Philippe, Lysiane’s father, about his next steps

“This challenging rare disease patient journey has turned me into a rare disease patient advocate. I established a non-profit organisation to raise awareness of this rare disease, Pierre Robin Sequence, and to promote the rights of these babies. This year I’ve taken several trips to Brussels, where I’ve had individual face to face meetings with Members of European Parliament. I’ve successfully organised a multi-party coalition of Members of European Parliament from every major political party in the EU: the EPP, S&D, Renew Europe, and the Greens. This multi-party coalition in European Parliament, together with EURORDIS, the European Patients Forum, EU law professors, healthcare policy experts, and various rare disease patient groups, will help my family and other Pierre Robin Sequence parents to finally achieve justice. The TPP is not some new, uncertain, experimental treatment; the TPP’s effectiveness and safety have been definitively proven in numerous internationally peer-reviewed medical studies, going back over ten years. Babies from other EU member countries have been transferred to Germany to receive the TPP treatment, including babies from low income European member countries. Babies from Russia have been transferred to Germany to receive the TPP treatment. Even babies from as far away as the west coast of the United States of America have been transferred, over enormous distances, to Tübingen Germany, to receive this breakthrough treatment.

Next year an important medical conference will be held, bringing together Pierre Robin Sequence experts from all over the entire world. The international physicians who organise this conference chose to hold the event at the Tübingen University Hospital, the birthplace of the TPP treatment. No objective and impartial medical comparison can reasonably conclude that France’s treatment is ‘the same or equally effective’ as the TPP treatment.

Dataset entries
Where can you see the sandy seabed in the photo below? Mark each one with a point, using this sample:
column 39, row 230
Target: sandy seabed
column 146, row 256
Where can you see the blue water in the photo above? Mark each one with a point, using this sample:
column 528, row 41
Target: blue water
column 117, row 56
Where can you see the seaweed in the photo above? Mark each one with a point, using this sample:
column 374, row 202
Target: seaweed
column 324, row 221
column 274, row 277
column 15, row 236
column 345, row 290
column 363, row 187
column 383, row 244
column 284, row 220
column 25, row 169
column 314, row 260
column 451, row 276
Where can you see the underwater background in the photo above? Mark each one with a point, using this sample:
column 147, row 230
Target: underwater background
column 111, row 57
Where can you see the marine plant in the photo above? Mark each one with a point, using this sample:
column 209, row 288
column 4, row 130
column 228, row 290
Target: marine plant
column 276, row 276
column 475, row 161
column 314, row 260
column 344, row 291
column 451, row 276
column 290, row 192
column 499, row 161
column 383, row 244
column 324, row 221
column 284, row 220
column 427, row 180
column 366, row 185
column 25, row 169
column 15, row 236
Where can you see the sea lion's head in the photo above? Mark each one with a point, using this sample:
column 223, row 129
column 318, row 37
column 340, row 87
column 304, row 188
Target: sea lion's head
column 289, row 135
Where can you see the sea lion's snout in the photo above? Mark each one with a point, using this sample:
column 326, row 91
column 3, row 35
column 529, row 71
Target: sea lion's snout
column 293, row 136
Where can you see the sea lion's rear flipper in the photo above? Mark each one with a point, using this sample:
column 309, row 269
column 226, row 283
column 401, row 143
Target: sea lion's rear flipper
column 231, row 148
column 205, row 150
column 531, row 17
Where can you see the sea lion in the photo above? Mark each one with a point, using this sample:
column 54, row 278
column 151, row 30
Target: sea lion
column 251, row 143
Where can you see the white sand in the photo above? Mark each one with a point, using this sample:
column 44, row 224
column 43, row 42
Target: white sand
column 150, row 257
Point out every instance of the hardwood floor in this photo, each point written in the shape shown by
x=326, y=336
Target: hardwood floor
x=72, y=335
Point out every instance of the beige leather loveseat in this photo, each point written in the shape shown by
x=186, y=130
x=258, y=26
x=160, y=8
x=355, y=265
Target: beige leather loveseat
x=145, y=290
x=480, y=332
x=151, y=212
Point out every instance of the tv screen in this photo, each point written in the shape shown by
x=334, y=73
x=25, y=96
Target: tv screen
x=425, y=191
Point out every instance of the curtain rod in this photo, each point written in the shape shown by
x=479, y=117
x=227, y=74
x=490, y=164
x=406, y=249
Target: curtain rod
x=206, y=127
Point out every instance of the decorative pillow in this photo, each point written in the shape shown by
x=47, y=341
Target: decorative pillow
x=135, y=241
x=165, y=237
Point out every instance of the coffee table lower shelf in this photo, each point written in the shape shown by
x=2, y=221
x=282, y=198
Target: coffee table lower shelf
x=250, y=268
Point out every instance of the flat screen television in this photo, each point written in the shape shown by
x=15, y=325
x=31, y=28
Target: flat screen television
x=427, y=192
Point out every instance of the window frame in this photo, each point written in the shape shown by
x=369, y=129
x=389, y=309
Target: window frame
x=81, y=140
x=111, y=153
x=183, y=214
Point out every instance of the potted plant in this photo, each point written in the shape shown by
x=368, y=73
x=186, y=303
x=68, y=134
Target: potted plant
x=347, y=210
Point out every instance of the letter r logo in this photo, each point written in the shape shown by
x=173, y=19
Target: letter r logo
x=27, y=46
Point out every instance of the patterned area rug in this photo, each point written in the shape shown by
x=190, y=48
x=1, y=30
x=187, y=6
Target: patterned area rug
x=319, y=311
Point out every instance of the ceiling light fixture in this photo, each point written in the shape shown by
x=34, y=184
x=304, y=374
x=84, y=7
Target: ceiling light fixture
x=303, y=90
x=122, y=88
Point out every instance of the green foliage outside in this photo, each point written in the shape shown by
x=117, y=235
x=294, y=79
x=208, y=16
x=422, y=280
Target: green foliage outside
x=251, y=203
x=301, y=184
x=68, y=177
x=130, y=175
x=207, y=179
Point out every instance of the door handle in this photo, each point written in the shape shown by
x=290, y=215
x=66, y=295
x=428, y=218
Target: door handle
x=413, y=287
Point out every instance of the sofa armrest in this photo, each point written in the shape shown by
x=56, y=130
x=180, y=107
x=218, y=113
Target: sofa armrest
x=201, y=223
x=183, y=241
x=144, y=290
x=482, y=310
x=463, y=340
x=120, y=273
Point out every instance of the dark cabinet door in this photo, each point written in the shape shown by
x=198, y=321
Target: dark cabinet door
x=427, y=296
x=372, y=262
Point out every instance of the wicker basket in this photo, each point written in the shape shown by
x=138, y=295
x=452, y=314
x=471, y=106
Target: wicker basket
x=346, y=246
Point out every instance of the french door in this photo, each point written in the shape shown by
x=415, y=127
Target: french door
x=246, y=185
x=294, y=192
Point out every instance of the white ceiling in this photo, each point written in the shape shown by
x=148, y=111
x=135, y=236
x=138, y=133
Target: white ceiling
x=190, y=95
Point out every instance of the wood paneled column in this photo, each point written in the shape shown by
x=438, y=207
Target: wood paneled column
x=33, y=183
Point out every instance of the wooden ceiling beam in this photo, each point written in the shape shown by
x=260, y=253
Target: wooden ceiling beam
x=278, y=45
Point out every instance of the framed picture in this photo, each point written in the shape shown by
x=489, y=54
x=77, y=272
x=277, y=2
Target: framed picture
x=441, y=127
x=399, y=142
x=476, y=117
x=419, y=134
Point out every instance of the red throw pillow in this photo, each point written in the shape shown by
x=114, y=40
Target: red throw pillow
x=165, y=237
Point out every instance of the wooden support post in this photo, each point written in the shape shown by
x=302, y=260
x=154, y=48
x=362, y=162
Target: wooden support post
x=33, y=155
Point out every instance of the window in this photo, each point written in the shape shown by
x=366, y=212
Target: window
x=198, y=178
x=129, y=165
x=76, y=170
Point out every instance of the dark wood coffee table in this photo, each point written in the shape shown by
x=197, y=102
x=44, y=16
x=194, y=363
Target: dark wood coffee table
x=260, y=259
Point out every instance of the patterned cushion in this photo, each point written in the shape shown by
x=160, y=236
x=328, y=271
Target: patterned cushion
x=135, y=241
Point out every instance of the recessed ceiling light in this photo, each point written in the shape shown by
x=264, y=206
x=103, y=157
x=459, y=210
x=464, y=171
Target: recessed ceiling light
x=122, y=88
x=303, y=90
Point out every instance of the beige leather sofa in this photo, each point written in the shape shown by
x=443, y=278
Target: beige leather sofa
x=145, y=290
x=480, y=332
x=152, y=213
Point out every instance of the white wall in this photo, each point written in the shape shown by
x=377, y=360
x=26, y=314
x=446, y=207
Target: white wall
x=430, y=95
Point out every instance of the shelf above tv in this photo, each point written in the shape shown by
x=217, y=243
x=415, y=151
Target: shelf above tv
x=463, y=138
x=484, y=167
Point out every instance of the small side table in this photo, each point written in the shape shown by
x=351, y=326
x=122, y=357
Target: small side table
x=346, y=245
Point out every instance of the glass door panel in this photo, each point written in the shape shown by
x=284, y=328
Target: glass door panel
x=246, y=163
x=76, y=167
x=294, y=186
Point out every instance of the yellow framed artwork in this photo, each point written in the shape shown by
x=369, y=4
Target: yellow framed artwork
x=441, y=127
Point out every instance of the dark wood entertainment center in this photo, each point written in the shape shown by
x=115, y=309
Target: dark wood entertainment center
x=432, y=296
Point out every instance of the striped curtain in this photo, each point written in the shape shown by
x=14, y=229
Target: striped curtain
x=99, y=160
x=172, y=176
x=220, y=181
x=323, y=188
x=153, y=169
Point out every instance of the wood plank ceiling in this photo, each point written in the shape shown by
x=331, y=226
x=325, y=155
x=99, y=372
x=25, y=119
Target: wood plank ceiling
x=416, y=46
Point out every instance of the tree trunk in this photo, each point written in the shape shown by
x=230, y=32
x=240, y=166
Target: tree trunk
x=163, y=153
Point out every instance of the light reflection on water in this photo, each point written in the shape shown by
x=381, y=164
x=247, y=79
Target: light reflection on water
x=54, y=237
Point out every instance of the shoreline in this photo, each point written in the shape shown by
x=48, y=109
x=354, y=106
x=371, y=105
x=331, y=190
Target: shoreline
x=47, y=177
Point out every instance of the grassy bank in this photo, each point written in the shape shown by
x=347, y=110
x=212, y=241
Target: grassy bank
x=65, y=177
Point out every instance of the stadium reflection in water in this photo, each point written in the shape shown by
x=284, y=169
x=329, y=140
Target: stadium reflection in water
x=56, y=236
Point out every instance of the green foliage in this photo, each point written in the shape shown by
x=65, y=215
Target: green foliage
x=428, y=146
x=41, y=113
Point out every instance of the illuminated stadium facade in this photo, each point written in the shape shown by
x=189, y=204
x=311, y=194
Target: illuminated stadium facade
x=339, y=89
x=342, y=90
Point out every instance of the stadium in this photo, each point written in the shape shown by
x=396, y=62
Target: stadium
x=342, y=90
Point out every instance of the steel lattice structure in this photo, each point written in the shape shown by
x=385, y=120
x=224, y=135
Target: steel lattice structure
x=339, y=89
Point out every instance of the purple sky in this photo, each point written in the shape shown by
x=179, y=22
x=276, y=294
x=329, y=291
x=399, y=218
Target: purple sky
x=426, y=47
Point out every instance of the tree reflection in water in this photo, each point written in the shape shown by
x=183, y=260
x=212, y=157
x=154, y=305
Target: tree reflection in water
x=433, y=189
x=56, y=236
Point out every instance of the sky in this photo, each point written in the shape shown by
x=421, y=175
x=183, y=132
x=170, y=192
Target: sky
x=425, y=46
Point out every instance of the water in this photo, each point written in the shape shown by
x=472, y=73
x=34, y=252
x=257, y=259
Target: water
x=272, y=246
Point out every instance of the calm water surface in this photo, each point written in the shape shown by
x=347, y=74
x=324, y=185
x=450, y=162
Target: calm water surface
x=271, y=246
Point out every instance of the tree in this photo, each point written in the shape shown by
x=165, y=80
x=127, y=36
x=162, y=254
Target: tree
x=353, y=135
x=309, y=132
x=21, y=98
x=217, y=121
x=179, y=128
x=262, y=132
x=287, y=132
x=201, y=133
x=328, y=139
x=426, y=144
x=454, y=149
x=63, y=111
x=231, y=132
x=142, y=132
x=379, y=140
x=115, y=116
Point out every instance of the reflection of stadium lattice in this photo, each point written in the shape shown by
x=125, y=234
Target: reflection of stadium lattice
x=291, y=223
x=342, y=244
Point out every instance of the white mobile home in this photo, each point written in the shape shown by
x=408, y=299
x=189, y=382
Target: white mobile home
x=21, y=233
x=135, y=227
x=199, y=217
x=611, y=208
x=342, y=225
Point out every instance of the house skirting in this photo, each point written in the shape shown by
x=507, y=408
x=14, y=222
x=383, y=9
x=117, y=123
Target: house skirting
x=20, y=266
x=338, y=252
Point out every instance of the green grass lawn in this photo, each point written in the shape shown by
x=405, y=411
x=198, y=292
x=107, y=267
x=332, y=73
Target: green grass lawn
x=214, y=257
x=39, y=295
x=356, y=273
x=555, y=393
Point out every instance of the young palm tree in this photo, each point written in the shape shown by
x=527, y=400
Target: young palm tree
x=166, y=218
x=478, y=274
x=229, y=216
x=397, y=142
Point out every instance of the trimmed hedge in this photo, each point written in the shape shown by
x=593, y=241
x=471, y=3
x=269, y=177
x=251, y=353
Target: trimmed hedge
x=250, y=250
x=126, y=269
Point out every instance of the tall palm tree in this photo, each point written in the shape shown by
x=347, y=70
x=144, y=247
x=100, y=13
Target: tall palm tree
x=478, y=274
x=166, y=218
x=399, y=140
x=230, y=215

→ **Task set**:
A. Revise the Pierre Robin Sequence text from "Next year an" to "as the TPP treatment.", replacing "conference" with "symposium".
B. Write a continuation of the Pierre Robin Sequence text, picking up after its final sentence.
The listing has no part in these tasks.

→ **Answers for this exercise**:
A.
Next year an important medical symposium will be held, bringing together Pierre Robin Sequence experts from all over the entire world. The international physicians who organise this symposium chose to hold the event at the Tübingen University Hospital, the birthplace of the TPP treatment. No objective and impartial medical comparison can reasonably conclude that France’s treatment is ‘the same or equally effective’ as the TPP treatment.

B.
We know it will take time, but France will eventually have to reverse this rejection – either voluntarily, or by the order of the Court of Justice of the European Union. Meanwhile, we believe that Lysiane remains the only French baby to ever be transferred across that one single border, to Germany, to benefit from this medical breakthrough in Tübingen. Innocent babies paying the price for senseless obstruction – it really is quite sad and beyond frustrating.”

Philippe believes that the experience he and his family are facing in France points to a widespread problem faced by many patients throughout the world – deliberate resistance, non-cooperation and outright obstruction, blocking patients, including rare disease patients, from accessing highly specialised care. According to Philippe, this known and serious problem was officially acknowledged and formally documented earlier this year in the European Parliament’s Implementation Report on the 2011 Directive, Report A8-0046/2019.

“Problems can arise out of administrative incompetence – a failure to understand the laws governing EU cross-border healthcare. But problems can also result from competition between doctors, a generalist’s reluctance to lose patients to a specialist, even from pride itself: a physician’s inability to admit that another doctor may have more knowledge, or may have developed a better treatment. Whatever the reason, it comes down to this: nowhere is the logic or moral imperative for cross-border healthcare more obvious than it is for rare disease patients seeking a highly specialised treatment which is not available in their own member countries – and yet this is the exact same patient group which is most likely to run into obstacles to cross-border care.

Based on the principle that the true measure of any society can be found in how it treats its most vulnerable members, the disproportionate harm which this ongoing obstruction inflicts on rare disease patients is absolutely shameful. There is no place for this in 21st century Europe. Lysiane’s case raises an issue of wider principle which matters to all European citizens, and which affects their daily lives: if a newborn baby suffering from a rare disease, immobilized in an Intensive Care Unit and connected to a breathing machine, doesn’t have the right to a highly specialised, medically proven, safe, and cost-effective treatment for her rare disease in another EU member country – then who DOES have the right to cross-border care?”